BEGIN DATA LISTING

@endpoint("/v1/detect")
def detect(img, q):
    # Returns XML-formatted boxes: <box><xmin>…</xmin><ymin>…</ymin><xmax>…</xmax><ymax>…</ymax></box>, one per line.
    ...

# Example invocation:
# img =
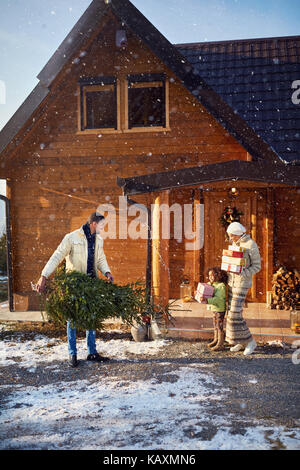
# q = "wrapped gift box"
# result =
<box><xmin>228</xmin><ymin>245</ymin><xmax>245</xmax><ymax>252</ymax></box>
<box><xmin>222</xmin><ymin>256</ymin><xmax>245</xmax><ymax>266</ymax></box>
<box><xmin>195</xmin><ymin>282</ymin><xmax>215</xmax><ymax>304</ymax></box>
<box><xmin>223</xmin><ymin>250</ymin><xmax>244</xmax><ymax>258</ymax></box>
<box><xmin>221</xmin><ymin>263</ymin><xmax>244</xmax><ymax>274</ymax></box>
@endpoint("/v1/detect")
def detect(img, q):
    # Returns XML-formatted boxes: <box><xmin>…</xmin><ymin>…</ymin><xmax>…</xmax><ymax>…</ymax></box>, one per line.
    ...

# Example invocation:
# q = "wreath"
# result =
<box><xmin>220</xmin><ymin>206</ymin><xmax>244</xmax><ymax>228</ymax></box>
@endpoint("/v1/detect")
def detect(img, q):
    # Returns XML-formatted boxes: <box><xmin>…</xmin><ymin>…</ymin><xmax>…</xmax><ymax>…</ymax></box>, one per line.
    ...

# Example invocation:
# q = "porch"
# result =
<box><xmin>0</xmin><ymin>299</ymin><xmax>300</xmax><ymax>343</ymax></box>
<box><xmin>167</xmin><ymin>299</ymin><xmax>300</xmax><ymax>343</ymax></box>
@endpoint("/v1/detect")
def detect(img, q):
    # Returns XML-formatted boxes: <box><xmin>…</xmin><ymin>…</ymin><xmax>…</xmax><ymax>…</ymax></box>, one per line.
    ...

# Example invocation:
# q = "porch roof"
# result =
<box><xmin>117</xmin><ymin>160</ymin><xmax>300</xmax><ymax>196</ymax></box>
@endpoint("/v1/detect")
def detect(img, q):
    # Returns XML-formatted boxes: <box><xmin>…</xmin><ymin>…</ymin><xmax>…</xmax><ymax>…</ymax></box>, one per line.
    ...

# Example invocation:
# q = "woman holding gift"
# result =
<box><xmin>226</xmin><ymin>222</ymin><xmax>261</xmax><ymax>356</ymax></box>
<box><xmin>207</xmin><ymin>268</ymin><xmax>228</xmax><ymax>351</ymax></box>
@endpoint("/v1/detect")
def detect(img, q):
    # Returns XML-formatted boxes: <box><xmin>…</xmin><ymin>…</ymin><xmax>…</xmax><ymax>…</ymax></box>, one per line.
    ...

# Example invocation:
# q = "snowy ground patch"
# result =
<box><xmin>0</xmin><ymin>335</ymin><xmax>300</xmax><ymax>450</ymax></box>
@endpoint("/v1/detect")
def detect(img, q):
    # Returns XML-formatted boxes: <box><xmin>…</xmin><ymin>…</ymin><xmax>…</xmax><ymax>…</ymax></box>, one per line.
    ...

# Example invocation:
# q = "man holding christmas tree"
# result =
<box><xmin>37</xmin><ymin>212</ymin><xmax>113</xmax><ymax>367</ymax></box>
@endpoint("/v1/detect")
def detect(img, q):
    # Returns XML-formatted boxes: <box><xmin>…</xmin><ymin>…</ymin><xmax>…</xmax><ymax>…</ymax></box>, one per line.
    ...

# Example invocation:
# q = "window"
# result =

END DATA LISTING

▶ **GIVEN REQUEST**
Write out every record above exactly as it stands, but leave out the pictures.

▶ **RESULT OF THIS TASK**
@endpoint("/v1/detect")
def detect(img, q):
    # Returns XML-formatted boxes: <box><xmin>…</xmin><ymin>…</ymin><xmax>…</xmax><ymax>…</ymax></box>, one per line.
    ...

# Example invocation:
# img =
# q = "wrapped gift box"
# result =
<box><xmin>228</xmin><ymin>245</ymin><xmax>245</xmax><ymax>252</ymax></box>
<box><xmin>222</xmin><ymin>256</ymin><xmax>245</xmax><ymax>266</ymax></box>
<box><xmin>195</xmin><ymin>282</ymin><xmax>215</xmax><ymax>304</ymax></box>
<box><xmin>223</xmin><ymin>250</ymin><xmax>244</xmax><ymax>258</ymax></box>
<box><xmin>221</xmin><ymin>263</ymin><xmax>244</xmax><ymax>274</ymax></box>
@endpoint("/v1/detect")
def detect(img, q):
    # Returns XML-formatted boxes: <box><xmin>…</xmin><ymin>…</ymin><xmax>…</xmax><ymax>…</ymax></box>, one per line.
    ...

# Example invocation:
# q = "wreath"
# result =
<box><xmin>220</xmin><ymin>206</ymin><xmax>244</xmax><ymax>228</ymax></box>
@endpoint("/v1/detect")
def detect(img, q):
    # Returns XML-formatted boxes: <box><xmin>…</xmin><ymin>…</ymin><xmax>…</xmax><ymax>…</ymax></box>, one per line.
    ...

# Example invocation:
# q = "porch"
# result =
<box><xmin>0</xmin><ymin>299</ymin><xmax>300</xmax><ymax>343</ymax></box>
<box><xmin>167</xmin><ymin>299</ymin><xmax>300</xmax><ymax>343</ymax></box>
@endpoint("/v1/detect")
def detect(img, q):
    # Returns XML-formatted boxes: <box><xmin>…</xmin><ymin>…</ymin><xmax>…</xmax><ymax>…</ymax></box>, one per line.
    ...

# Example invocation:
# q = "porch roof"
# result =
<box><xmin>117</xmin><ymin>160</ymin><xmax>300</xmax><ymax>196</ymax></box>
@endpoint("/v1/detect")
def detect(img, q):
    # Returns XML-formatted boxes: <box><xmin>…</xmin><ymin>…</ymin><xmax>…</xmax><ymax>…</ymax></box>, one per line.
    ...

# Example invocation:
# q = "woman holding gift"
# result =
<box><xmin>226</xmin><ymin>222</ymin><xmax>261</xmax><ymax>356</ymax></box>
<box><xmin>207</xmin><ymin>268</ymin><xmax>228</xmax><ymax>351</ymax></box>
@endpoint("/v1/detect")
def detect(img, q):
    # Returns XML-formatted boxes: <box><xmin>…</xmin><ymin>…</ymin><xmax>…</xmax><ymax>…</ymax></box>, one per line.
    ...

# Example invocation:
# q = "snowy ground patch"
# result =
<box><xmin>0</xmin><ymin>335</ymin><xmax>300</xmax><ymax>450</ymax></box>
@endpoint("/v1/detect")
def detect(img, q):
    # Returns XML-formatted boxes: <box><xmin>…</xmin><ymin>…</ymin><xmax>…</xmax><ymax>…</ymax></box>, one per line.
    ...

# Example invocation:
# q = "man holding christmas tree"
# result =
<box><xmin>37</xmin><ymin>212</ymin><xmax>113</xmax><ymax>367</ymax></box>
@endpoint("/v1/detect")
def detect(img, q):
    # Returns XML-formatted boxes: <box><xmin>…</xmin><ymin>…</ymin><xmax>…</xmax><ymax>…</ymax></box>, one per line.
    ...

# Example invocation:
# q = "window"
# result =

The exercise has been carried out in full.